THE EXERCISE:
Return each line of the items below that contains the word "wheat". Uppercase and lowercase must match.
** START SUPPLIED ENTRIES **
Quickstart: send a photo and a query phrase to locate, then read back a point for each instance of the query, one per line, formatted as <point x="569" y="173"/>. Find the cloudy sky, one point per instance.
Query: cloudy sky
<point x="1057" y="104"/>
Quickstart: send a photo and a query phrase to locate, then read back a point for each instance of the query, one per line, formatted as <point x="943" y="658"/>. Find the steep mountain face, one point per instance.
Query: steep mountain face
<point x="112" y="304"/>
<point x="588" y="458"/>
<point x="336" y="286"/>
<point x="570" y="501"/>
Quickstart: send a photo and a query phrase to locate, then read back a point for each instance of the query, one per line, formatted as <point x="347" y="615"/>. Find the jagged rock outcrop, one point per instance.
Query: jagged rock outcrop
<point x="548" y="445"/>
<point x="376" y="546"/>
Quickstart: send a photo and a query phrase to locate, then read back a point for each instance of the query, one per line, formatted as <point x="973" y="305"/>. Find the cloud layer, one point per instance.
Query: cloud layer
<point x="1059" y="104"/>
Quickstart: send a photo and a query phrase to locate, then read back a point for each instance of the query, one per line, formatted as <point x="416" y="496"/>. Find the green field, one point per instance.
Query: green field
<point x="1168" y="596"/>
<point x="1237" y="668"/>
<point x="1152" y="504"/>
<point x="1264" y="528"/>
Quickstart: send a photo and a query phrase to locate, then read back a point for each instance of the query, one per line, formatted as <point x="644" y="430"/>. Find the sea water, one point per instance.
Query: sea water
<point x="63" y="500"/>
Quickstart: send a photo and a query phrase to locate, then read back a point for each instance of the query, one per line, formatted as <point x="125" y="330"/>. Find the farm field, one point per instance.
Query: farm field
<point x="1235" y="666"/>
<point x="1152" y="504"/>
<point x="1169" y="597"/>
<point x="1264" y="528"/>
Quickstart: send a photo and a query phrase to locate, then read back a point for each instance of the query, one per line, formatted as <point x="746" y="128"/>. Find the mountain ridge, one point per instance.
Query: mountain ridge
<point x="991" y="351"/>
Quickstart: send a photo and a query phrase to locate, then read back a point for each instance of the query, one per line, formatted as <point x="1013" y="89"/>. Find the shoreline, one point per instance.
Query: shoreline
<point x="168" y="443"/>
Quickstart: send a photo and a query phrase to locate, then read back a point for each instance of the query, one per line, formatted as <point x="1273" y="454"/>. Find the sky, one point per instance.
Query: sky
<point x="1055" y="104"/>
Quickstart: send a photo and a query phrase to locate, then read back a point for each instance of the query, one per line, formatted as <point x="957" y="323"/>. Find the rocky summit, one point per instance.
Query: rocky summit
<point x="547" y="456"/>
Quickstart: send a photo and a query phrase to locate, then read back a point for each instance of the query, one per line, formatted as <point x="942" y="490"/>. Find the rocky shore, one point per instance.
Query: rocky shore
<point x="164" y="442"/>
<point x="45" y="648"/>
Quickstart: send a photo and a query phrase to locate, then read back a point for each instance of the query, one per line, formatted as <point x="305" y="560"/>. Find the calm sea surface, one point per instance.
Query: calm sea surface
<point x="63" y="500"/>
** END SUPPLIED ENTRIES **
** START SUPPLIED ENTRIES **
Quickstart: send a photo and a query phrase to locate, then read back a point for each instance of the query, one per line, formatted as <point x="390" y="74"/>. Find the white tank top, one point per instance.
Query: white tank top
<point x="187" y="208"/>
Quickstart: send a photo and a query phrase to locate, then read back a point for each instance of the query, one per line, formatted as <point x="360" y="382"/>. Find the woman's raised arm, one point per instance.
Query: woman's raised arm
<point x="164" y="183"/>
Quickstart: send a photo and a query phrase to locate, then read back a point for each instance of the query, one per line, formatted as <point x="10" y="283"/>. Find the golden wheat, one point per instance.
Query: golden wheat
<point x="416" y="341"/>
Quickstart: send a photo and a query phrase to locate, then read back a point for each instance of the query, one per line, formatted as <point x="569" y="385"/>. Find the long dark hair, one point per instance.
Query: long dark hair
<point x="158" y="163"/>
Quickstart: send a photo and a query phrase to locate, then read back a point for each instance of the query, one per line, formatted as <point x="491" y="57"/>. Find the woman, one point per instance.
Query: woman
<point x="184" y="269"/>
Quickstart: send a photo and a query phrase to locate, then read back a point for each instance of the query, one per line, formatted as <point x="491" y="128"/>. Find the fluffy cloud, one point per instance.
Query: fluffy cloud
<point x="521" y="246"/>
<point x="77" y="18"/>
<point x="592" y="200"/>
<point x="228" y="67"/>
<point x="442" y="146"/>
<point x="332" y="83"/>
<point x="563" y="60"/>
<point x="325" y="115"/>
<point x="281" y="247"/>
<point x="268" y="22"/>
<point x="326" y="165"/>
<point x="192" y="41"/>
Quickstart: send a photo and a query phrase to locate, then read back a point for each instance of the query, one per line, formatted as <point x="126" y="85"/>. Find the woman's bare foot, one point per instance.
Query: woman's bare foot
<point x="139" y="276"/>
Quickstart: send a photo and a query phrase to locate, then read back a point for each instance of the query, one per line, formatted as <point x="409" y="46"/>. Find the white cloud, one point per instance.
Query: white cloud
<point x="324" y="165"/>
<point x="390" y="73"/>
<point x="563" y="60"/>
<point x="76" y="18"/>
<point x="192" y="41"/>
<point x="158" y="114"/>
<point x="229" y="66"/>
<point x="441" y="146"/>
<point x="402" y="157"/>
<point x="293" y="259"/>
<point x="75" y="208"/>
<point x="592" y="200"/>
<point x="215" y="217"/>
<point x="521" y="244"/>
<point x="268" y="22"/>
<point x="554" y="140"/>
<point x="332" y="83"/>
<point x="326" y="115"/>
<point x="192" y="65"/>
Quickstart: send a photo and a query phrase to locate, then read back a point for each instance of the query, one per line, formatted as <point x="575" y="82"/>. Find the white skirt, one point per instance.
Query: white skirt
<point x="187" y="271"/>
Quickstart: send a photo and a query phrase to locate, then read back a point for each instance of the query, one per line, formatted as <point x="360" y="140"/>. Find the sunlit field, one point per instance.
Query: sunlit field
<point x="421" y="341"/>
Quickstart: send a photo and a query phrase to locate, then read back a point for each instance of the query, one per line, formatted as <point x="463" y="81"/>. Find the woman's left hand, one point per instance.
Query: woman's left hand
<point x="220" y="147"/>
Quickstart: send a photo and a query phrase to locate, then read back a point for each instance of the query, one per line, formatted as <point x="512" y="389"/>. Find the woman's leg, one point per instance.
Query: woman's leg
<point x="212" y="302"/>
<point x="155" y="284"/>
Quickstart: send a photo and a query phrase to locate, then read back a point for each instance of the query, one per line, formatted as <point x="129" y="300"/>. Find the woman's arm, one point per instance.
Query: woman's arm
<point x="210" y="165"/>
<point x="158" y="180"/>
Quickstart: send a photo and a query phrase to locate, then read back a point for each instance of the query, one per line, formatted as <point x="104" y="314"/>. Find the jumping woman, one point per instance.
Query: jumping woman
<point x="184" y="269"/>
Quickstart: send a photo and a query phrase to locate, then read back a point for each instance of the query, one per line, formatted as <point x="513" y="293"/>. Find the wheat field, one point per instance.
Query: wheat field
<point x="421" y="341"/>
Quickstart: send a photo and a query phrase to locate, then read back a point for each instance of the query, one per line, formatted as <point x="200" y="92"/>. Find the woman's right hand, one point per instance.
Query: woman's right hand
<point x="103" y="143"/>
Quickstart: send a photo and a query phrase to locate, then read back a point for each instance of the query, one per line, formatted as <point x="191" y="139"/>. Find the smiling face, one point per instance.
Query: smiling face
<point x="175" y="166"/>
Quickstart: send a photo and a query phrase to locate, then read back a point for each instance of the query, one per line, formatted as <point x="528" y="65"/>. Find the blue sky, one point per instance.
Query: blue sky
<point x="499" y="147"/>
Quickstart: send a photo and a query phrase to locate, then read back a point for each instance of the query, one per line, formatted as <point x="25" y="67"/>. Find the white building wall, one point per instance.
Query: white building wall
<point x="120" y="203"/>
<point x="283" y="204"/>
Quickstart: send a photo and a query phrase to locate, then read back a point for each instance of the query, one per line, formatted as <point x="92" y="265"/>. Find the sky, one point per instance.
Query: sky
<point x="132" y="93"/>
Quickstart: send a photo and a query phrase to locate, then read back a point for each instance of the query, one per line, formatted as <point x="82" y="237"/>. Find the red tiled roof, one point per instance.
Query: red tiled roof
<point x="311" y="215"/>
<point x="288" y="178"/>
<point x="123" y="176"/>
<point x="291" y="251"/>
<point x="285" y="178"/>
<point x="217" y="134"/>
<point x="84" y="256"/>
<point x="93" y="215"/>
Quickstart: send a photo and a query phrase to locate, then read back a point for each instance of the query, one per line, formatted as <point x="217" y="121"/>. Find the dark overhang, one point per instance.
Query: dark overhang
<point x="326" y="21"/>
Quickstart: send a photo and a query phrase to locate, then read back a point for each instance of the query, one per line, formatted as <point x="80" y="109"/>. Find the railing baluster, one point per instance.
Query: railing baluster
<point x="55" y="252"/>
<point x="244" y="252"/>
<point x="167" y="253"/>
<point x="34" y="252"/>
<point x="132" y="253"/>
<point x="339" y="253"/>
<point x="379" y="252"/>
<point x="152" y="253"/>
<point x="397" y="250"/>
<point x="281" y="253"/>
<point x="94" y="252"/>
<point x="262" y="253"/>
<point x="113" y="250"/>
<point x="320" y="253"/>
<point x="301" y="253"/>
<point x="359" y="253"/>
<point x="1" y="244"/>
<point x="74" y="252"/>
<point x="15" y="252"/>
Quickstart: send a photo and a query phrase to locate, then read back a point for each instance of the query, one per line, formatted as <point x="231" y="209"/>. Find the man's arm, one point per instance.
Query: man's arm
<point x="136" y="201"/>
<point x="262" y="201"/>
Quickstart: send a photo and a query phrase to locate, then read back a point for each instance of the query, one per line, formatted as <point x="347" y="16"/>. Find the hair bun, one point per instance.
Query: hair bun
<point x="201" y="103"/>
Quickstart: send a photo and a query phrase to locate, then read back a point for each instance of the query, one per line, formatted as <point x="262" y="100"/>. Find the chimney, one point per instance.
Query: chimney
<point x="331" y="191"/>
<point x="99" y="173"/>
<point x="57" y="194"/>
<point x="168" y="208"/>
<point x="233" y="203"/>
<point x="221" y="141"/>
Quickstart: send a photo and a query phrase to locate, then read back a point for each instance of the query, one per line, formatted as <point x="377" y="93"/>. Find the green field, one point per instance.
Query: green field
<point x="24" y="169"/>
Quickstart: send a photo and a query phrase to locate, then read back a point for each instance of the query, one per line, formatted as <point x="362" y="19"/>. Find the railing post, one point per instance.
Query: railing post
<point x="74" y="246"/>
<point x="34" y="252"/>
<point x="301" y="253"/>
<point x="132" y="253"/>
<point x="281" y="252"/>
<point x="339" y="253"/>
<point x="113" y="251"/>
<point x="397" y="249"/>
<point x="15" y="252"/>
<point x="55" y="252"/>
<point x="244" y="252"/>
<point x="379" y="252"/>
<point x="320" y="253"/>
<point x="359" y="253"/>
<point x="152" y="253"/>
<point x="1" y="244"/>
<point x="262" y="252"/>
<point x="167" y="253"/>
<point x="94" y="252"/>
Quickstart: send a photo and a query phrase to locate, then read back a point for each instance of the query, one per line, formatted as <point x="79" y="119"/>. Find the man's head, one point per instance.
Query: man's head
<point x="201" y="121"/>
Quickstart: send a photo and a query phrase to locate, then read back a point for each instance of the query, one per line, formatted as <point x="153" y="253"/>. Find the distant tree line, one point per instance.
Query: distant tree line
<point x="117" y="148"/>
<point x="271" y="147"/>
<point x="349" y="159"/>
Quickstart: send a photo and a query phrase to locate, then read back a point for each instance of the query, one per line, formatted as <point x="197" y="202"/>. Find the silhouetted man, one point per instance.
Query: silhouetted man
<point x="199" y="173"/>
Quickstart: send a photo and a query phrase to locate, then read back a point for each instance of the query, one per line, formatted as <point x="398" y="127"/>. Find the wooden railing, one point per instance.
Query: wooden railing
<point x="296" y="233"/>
** END SUPPLIED ENTRIES **
WRITTEN ANSWER:
Quickstart: send a photo and a query phrase to locate, then read back a point for each instance of the query, one per line, formatted as <point x="10" y="283"/>. Find the golden wheat, one point per instance.
Query: golden wheat
Quickstart: send a photo and a query phrase to locate, then read back a point for each instance of the query, one per line, formatted as <point x="513" y="293"/>. Find the wheat field, one point per instance.
Query: wheat field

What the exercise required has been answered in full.